Tarefa escrita a:
Transcreva literalmente a parte do texto sobre os rios da Bulha e do Carreirão que vai de "Rio da Bulha engolido" a "deve ter sorrido.", inclusive.

Trecho fornecido:
+ + + +

Rio da Bulha engolido sob a boca-de-lobo |
Rio do Carreirão no único trecho visível em local público |
Míriam Santini de Abreu, jornalista
Eu tenho
21 graus de miopia e, mesmo com lente de contato - de um tipo que não corrige
os outros 3 graus de astigmatismo – enxergo mal. Lembrando do belo dito de
Eduardo Galeano, preciso que as pessoas me ajudem a enxergar. É impressionante
a quantidade de coisas que passam batido pelo meu registro visual. E neste
sábado, 10 de maio, muita gente me ajudou a enxergar coisas que eu nunca tinha
visto. Participei da 5◦ Caminhada Jane Jacobs Floripa, unindo-me a umas 30
pessoas que não ficaram com medo da chuva. Jacobs, a jornalista, escritora e
ativista política, autora do belo livro “Morte e Vida de Grandes
Cidades”, deve ter sorrido.
Começou já na Avenida Hercílio
Luz, onde pela primeira vez vi o mural “A Festa”, do artista plástico Rodrigo
de Haro, na fachada do Clube 12. Nunca havia enxergado aquela obra! E depois,
ao longo da caminhada, foi a vez de enxergar os rios que diferentes administrações
enterraram sob lajes porque deles não quiseram cuidar. Fomos descobrir os rios da Bulha e do Carreirão, aquele o
primeiro a abastecer a antiga Desterro, e em 1922 canalizado para a abertura da Avenida do Saneamento,
hoje a avenida Hercílio Luz. Ah, a memória
perdida dos rios... Do Rio da Bulha ouvi o murmúrio, as águas engolidas
passando sob uma boca-de-lobo.
Depois me
ajudaram a enxergar o Rio do Carreirão, na Presidente Coutinho, no trecho entre
a Esteves Júnior e a Gama d’Eça. Passei algumas vezes por aquele local e nunca havia notado
o único trecho desse rio ainda visível em local público. Fora esse, o rio só
pode ser visto atrás da Casa Rosa, e agora é mais uma vez vítima da gula
imobiliária do... Ministério Público de Santa Catarina! Essa história é muito
bem contada em artigo do arquiteto Gustavo Pires de Andrade Neto (veja abaixo)

+ + + +

Informações extraídas:

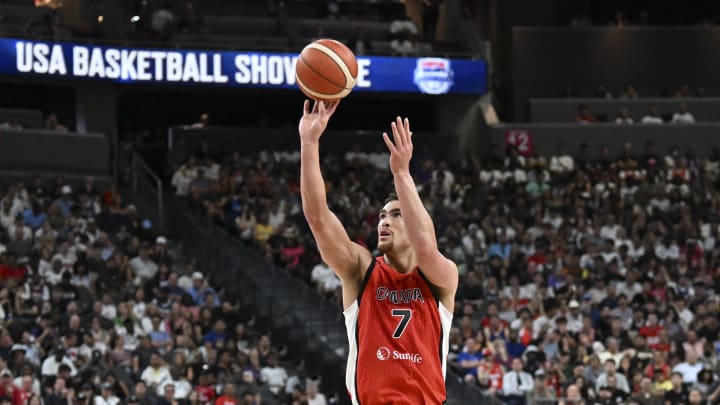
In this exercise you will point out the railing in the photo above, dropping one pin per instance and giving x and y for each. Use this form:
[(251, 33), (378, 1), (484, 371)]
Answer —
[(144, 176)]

+ + + +

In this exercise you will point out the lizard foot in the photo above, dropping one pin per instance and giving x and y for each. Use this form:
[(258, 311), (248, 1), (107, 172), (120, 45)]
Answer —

+ + + +

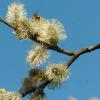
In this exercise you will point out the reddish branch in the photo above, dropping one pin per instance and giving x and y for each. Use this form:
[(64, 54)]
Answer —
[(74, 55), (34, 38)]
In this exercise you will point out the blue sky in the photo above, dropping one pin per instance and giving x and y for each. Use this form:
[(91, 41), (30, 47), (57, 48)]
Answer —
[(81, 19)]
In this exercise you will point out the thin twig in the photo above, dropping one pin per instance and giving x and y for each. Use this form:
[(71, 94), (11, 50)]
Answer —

+ + + +

Tarefa escrita b:
Apresente como uma lista JSON de strings, com uma string para cada linha e sem as linhas em branco, as linhas da listagem situadas entre a que contém "In this exercise you will point out the railing" e a que contém "[(144, 176)]", inclusive.

Resultado do exercício a:
Rio da Bulha engolido sob a boca-de-lobo |
Rio do Carreirão no único trecho visível em local público |
Míriam Santini de Abreu, jornalista
Eu tenho
21 graus de miopia e, mesmo com lente de contato - de um tipo que não corrige
os outros 3 graus de astigmatismo – enxergo mal. Lembrando do belo dito de
Eduardo Galeano, preciso que as pessoas me ajudem a enxergar. É impressionante
a quantidade de coisas que passam batido pelo meu registro visual. E neste
sábado, 10 de maio, muita gente me ajudou a enxergar coisas que eu nunca tinha
visto. Participei da 5◦ Caminhada Jane Jacobs Floripa, unindo-me a umas 30
pessoas que não ficaram com medo da chuva. Jacobs, a jornalista, escritora e
ativista política, autora do belo livro “Morte e Vida de Grandes
Cidades”, deve ter sorrido.

Resultado do exercício b:
[
  "In this exercise you will point out the railing in the photo above, dropping one pin per instance and giving x and y for each. Use this form:",
  "[(251, 33), (378, 1), (484, 371)]",
  "Answer —",
  "[(144, 176)]"
]